━━━ TASK DATA

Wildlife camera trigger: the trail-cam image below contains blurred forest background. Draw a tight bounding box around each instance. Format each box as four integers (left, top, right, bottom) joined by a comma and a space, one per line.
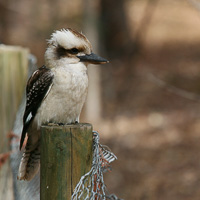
0, 0, 200, 200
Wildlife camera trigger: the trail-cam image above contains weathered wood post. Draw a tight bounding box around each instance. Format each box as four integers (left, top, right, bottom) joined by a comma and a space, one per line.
40, 124, 93, 200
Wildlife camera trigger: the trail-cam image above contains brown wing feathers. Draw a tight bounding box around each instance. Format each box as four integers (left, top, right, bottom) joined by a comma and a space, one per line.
20, 66, 53, 150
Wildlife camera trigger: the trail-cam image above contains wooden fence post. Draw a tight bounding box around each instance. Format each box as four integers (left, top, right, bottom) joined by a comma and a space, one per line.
40, 124, 93, 200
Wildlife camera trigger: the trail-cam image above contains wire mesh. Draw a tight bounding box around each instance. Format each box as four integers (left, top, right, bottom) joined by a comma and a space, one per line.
71, 131, 122, 200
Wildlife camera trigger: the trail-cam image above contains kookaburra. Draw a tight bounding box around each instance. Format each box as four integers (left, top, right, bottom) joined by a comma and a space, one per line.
18, 28, 108, 180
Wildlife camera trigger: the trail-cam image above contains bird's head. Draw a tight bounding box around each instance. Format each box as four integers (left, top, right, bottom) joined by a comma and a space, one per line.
45, 28, 108, 67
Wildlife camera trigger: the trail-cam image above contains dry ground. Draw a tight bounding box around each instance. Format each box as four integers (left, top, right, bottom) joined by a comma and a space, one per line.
90, 0, 200, 200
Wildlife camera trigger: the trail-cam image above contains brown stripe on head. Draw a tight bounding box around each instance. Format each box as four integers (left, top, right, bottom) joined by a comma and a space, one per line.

━━━━━━

» DO THIS: Can you copy out again, word for word, the lines that begin with the one containing "Wildlife camera trigger: the trail-cam image above contains wire" and stop after the one containing "45, 28, 108, 67", with both of those lines included?

» EXPECTED ANSWER:
Wildlife camera trigger: the trail-cam image above contains wire mesh. Draw a tight bounding box around each instance. Format each box as four integers (left, top, right, bottom) joined by a comma and a space, one per line.
71, 131, 122, 200
Wildlife camera trigger: the trail-cam image above contains kookaburra. Draw a tight bounding box around each instance. Format each box as four integers (left, top, right, bottom) joined by a comma and a space, one per line.
18, 28, 108, 180
Wildlife camera trigger: the trail-cam image above contains bird's head. Draw a tight bounding box around each instance. Format each box as four integers (left, top, right, bottom) joined by a comma and a space, one per line.
45, 28, 108, 67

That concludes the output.